In the text below about the CSIS report on Chinese technology, how does the sentence "Kennedy’s style is pragmatic and rational, with an in-depth understanding of China’s operational methods." read in Spanish?
START Text section
Top U.S. think tank CSIS's latest report: Four truths and one misconception about Chinese technology...

Author: Top Innovation Zone Blockchain Research Institute

In early March 2026, Scott Kennedy, senior fellow at the Center for Strategic and International Studies (CSIS), released a groundbreaking 147-page report—The Power of Innovation: The Strategic Value of China’s High-Tech Drive.

Scott Kennedy, whose official Chinese name is Gan Side, is a renowned American political scientist and top China expert. His position at CSIS is highly significant: among hundreds of think tanks in Washington, D.C., CSIS is recognized as one of the top-tier, often guiding U.S. government interventions worldwide.

Kennedy’s style is pragmatic and rational, with an in-depth understanding of China’s operational methods. Think tank scholars like him often serve as “unofficial diplomatic envoys” (second-track diplomacy).

Notably, in September 2022—during China’s strict pandemic controls—Kennedy was the first Western think tank scholar to visit mainland China for several weeks of on-the-ground research and face-to-face exchanges with Chinese political and business circles, demonstrating his extensive network and influence on China-U.S. relations.
END Text section
START Listed records
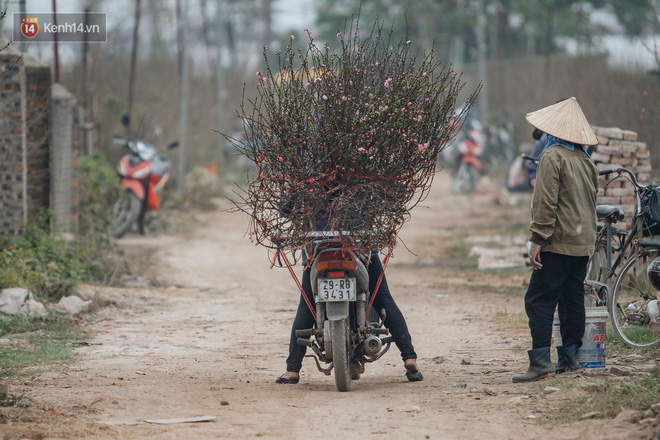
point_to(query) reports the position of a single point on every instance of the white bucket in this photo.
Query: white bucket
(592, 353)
END Listed records
START Listed records
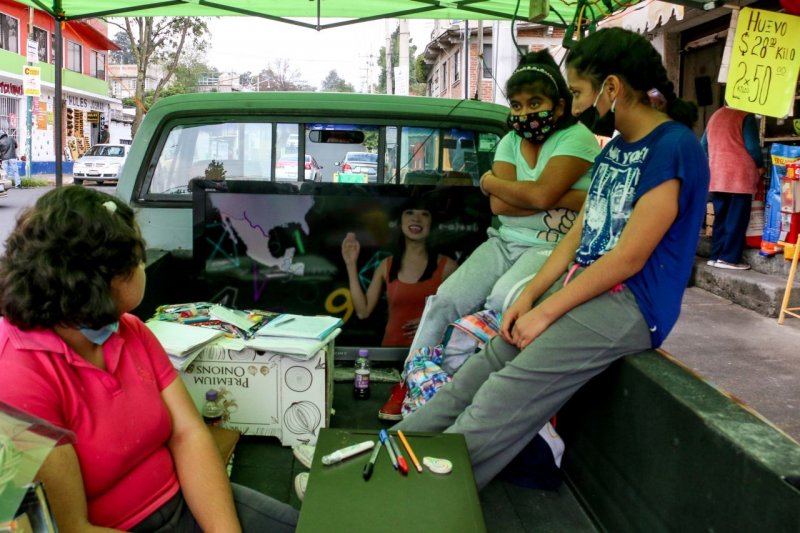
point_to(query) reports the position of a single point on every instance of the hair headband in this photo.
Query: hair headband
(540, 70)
END Listed records
START Listed records
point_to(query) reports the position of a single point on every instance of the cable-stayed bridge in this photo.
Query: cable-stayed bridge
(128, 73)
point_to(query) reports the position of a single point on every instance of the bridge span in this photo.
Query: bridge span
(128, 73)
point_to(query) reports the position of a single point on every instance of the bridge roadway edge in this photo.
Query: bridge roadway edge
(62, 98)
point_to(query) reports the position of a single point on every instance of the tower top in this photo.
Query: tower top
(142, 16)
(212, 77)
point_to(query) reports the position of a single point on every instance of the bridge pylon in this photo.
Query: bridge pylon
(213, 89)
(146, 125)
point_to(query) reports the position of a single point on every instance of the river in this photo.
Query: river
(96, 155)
END Listed records
* _Response to this task_:
El estilo de Kennedy es pragmático y racional, con una comprensión profunda de los métodos operativos de China.